Document passage:
Congrats on the new 70! And more than likely my next purchase....Is the divider between the two doors hinged?
Let us know what you think of her.


----------



## lawdog (Mar 9, 2008)

XTex,
Mine isn't, but he will work with you and do pretty much what ever you want.  He was great to work with.

Lawdog


----------



## capt dan (Mar 9, 2008)

Nice rig. I bet you feel pretty special getting to use that thing most of the year! Thats what I would call a "perk"!

Can't wait to see the first big load in it!


----------



## xtexan (Mar 9, 2008)

I din't read all of your posts, but did you work directly w/ Travis? I have spoken w/ him and he seams like a nice guy....


----------



## lawdog (Mar 9, 2008)

yup, started off contacted some guy out of Alabama that sells for him and when he found out where I was located he gave me Travis's (? doesn't look right?) # and that they were manufactred 3 hrs from where I live.
Travis was great to work with, any questions I would just call him and he would answer.  I was going to be in San Angelo over the weekend and he had it waiting for me after our golf tourny, just picked it up and headed north.

Lawdog


----------



## lawdog (Mar 18, 2008)

Today was like torture, getting to smell the hickory and a little [font=verdana, Sans-Serif]*TBS*[/font] (check out that TBS), knowing there would be no reward @ the end of the day. 
Here are a few pics of the DPP on her seasoning smoke.



Sprayed her down with Pam, started w/ 2 splits on propane log starter, took it up to 300* with 5 splits for 2 hours and maintained 250* for 4 hours @ 1 split per hour. 
Temps were easy to adjust with bottom set intake and duel stacks, can't wait for first cook.
What a way to spend a monday @ work.

Lawdog


----------



## smok'n steve (Mar 18, 2008)

What--At work?  You lucky dog!!!   pardon the pun, if you will accept my request for a pardon, Sir.  I mean Please SIR!!!


----------



## lc in va (Mar 18, 2008)

cool rig. maybe you need to have a smf get together.


----------



## azbarbeque (Mar 26, 2008)

That is a great looking rig and I love seeing it towed behind that vehicle.

I am the Southwest Diamond Plate Distributor and I personally have been cooking on and using these units for over 3 years and I love them.  I have cooked on all the different models and love them all.  Very versitile and they hold temps great.

You will love using your 70 series.  Keep posting pics, especially once you get it all loaded down with food.

I just organized a competition here in AZ with 15 competitors and 8 of them were using Diamond Plate smokers, that's how popular they are out here.


----------

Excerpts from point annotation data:
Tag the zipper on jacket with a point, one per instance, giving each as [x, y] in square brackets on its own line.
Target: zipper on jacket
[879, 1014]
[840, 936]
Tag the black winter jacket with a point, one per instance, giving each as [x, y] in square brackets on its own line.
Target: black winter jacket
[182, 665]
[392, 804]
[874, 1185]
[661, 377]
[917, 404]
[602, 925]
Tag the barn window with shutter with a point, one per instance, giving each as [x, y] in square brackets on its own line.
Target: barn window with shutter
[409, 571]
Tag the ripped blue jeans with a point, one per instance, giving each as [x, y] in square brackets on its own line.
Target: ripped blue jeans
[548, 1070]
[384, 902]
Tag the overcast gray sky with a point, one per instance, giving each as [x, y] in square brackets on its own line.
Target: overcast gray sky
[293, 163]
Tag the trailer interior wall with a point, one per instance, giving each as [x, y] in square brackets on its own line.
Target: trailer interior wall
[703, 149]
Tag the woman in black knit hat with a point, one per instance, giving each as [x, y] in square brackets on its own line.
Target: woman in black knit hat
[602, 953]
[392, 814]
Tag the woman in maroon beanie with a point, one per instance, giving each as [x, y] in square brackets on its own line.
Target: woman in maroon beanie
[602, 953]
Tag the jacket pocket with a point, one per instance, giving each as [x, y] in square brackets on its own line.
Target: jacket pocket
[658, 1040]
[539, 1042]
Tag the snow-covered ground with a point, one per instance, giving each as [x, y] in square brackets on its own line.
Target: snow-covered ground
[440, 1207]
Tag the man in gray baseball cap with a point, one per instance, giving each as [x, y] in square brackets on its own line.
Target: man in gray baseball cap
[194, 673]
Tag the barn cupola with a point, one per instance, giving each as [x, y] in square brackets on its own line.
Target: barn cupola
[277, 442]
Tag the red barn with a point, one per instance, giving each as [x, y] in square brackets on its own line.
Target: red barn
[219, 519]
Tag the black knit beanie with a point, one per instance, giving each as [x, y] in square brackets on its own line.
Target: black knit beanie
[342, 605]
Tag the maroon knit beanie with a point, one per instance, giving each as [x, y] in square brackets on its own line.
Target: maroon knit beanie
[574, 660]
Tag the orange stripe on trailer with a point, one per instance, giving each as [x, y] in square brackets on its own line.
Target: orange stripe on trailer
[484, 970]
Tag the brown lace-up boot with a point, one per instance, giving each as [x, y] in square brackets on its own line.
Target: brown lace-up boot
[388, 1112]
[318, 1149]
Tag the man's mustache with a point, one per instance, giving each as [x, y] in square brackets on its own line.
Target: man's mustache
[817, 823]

Exercise requirements:
Answer these from the smoker forum thread:
1. For how many hours did lawdog hold the smoker at 250 degrees during the seasoning smoke?
2. In what city did lawdog pick up the smoker?
3. How many of the 15 competitors at the AZ competition used Diamond Plate smokers?

Reply to the task:
1. Four hours.
2. San Angelo.
3. Eight.